------ PASSAGE FOR REVIEW ------
Again, while the profession cannot say that there may not be individuals who are abusing (judges too have been found to abuse), it would be unfair to continue following the attitude of attacking it-tobba u l-avukati. This only smacks of perverse political voices trying to work on respected members of society who happen to earn more than others.
(Incidentally after 12 years as a doctor I still drive a second-hand car and live in a maisonette. In fact if anyone had to count ten GPs that he knew - and not specialists - he would find that they drive normal cars and not BMWs, as our foreign colleagues do.)
Having said all this, we all make mistakes. I will not hesitate to admit that last week, even in the midst of the controversy, I issued a certificate to a patient and was a bit uncomfortable.
What is more important to me as a doctor vis-à-vis my covenant with patients - abiding strictly by the rule or trusting them? Granted, I should not breach any ethics but we all know that what is law need not always be ethical and vice versa, what is morally sound, as in this case, is not (yet) legal.
Professor Ian Refalo and I presented a paper in Helsinki last August where we argued that research ethics committees can indeed refuse to allow legitimate research and indeed allow research which is illegal. I will not go into the merits of these arguments, but the fact is that research ethics committees were set up, after the war, to guard against perverse legislation as the Nazis had.
Extrapolating this, many countries do not update their laws in lesser matters as is this issue at hand, and the doctor's obligation is towards his patient. Indeed doctors have to protect the public interest, which is why certain diseases and criminal behavior has to be reported, but sick leave certification certainly does not fall into this category.
Indeed, if we were to protect the public interest it is our obligation to point out the illegality of certification with regard to data protection and that we need to dialogue and see how to make sick leave certification better and more effective in reducing abuse.
Finally, it is incredible how the small number of certificates issued by GPs were made to sound as if they were a large amount. Many doctor are also company doctors and issue certificates by the dozen. They do not obviously reflect income, and trying to use them for VAT purposes, besides being out of subject, is indeed immoral at worst and shows lack of understanding of the subject at best.
That there is an increase in certification during the hunting season is indeed interesting and Government should consider whether resources should be invested to contain this problem. But to blame a doctor for trusting his patient who said he has back pain or diarrhea (as if I follow my patient to the toilet!) is ludicrous.
May I suggest that the department of social policy meet the Medical Association and the College of Family Doctors to discuss this issue rather than continue to allow people to use patient information for perverse and unacceptable pop-statistics which have no scientific value at all.
The government has seen how much resources can be wasted in health centres. Should we continue to oblige people to waste health centre doctors' time simply because they have a common cold?
Conversely, for those who have a family doctor, should we oblige people for the same reason to spend money on a consultation when they can get a certificate later? Mothers usually can handle the sniffles quite well without spending Lm3 or Lm4 to get the doctor - and so can all adults!
Most important of all, data owned by the patient (and sick leave certification falls in this category) should not be used for purposes they have not consented to. We are not living in Stalinist Russia.
Dr Pierre Mallia specialised in clinical and biomedical ethics and is president of the Malta College of Family Doctors. He is the author of Your Rights as a Patient (PEG Publishers, 2002).
------
■ WHAT TO WORK ON: From the piece on sick leave certificates, extract the passage starting with "Having said all" and going on through "a bit uncomfortable.". Rely on the piece on sick leave certificates and nothing else.
------ EXTRACTED INFORMATION ------
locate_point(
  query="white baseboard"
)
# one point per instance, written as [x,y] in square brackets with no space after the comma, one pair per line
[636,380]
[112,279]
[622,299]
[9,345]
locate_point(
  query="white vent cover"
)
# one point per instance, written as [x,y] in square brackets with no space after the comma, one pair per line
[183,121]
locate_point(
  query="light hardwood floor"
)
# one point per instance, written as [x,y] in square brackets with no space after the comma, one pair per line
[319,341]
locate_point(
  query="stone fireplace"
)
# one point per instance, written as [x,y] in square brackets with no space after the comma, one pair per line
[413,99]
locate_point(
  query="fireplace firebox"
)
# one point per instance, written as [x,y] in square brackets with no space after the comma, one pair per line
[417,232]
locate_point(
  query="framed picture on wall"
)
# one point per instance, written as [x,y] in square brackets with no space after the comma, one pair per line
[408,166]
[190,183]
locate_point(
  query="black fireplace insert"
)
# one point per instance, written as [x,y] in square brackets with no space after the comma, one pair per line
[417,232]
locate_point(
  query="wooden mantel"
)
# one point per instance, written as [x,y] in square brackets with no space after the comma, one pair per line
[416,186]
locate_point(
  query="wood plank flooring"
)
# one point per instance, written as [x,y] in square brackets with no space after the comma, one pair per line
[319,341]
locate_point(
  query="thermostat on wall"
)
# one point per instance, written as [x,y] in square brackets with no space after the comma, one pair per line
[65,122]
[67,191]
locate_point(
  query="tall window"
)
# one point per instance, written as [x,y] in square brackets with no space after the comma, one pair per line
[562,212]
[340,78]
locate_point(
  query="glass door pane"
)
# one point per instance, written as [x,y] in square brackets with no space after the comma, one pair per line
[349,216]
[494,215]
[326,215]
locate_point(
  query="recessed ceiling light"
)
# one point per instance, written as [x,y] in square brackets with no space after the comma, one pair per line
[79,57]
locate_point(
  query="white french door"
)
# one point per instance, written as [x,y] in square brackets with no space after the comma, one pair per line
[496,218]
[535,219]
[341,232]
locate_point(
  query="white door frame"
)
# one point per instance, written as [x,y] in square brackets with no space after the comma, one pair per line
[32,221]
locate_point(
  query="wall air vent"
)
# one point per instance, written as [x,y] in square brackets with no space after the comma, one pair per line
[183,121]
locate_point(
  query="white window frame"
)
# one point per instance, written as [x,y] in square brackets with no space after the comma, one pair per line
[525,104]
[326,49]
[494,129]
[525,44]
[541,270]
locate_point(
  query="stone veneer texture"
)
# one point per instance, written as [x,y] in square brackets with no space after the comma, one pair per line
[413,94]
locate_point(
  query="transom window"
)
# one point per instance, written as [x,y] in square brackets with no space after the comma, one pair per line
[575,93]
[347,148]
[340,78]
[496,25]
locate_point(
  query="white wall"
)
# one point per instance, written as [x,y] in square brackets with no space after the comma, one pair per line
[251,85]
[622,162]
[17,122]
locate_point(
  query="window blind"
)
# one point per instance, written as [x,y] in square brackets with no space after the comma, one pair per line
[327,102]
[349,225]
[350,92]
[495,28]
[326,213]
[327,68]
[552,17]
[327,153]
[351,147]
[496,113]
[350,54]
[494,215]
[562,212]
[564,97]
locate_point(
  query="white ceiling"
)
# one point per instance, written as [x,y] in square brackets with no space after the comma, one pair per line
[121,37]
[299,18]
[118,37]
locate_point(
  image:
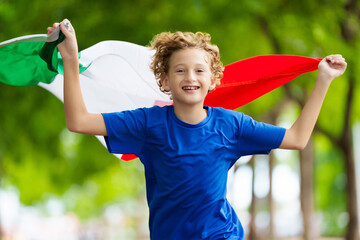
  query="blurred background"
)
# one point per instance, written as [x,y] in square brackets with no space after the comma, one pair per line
[59,185]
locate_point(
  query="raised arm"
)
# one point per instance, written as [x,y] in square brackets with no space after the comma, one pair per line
[298,135]
[78,119]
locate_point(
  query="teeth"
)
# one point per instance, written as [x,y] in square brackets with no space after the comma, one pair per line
[190,88]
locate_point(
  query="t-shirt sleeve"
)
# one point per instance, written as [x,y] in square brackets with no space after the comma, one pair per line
[126,131]
[258,137]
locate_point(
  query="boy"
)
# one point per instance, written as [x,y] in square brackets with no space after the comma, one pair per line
[188,148]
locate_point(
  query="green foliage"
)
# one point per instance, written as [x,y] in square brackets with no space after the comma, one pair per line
[41,158]
[329,186]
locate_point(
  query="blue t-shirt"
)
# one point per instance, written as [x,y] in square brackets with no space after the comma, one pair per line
[186,166]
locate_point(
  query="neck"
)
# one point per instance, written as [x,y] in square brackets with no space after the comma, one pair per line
[190,114]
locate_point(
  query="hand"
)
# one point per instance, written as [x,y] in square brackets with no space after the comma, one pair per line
[332,67]
[68,48]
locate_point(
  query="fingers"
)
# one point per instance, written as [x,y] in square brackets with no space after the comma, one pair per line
[65,27]
[335,59]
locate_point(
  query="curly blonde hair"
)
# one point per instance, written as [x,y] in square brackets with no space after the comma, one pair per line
[167,43]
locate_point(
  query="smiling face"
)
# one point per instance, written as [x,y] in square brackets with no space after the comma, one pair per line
[189,77]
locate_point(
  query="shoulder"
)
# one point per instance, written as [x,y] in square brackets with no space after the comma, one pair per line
[226,113]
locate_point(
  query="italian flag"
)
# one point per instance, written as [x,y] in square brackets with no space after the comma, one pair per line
[115,75]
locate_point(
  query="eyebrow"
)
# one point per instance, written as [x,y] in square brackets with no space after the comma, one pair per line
[197,64]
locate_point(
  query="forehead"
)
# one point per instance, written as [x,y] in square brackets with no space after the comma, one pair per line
[189,56]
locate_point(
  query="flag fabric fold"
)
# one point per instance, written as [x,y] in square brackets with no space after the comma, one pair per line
[115,75]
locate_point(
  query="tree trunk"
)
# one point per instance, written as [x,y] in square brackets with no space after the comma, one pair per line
[306,193]
[252,232]
[347,148]
[270,198]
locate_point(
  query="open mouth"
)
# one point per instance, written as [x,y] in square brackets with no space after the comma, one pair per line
[190,88]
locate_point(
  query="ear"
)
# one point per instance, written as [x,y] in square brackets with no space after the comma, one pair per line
[212,85]
[165,82]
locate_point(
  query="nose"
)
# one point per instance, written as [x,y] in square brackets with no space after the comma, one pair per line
[191,76]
------
■ RESULT FOR THIS TASK:
Having said all this, we all make mistakes. I will not hesitate to admit that last week, even in the midst of the controversy, I issued a certificate to a patient and was a bit uncomfortable.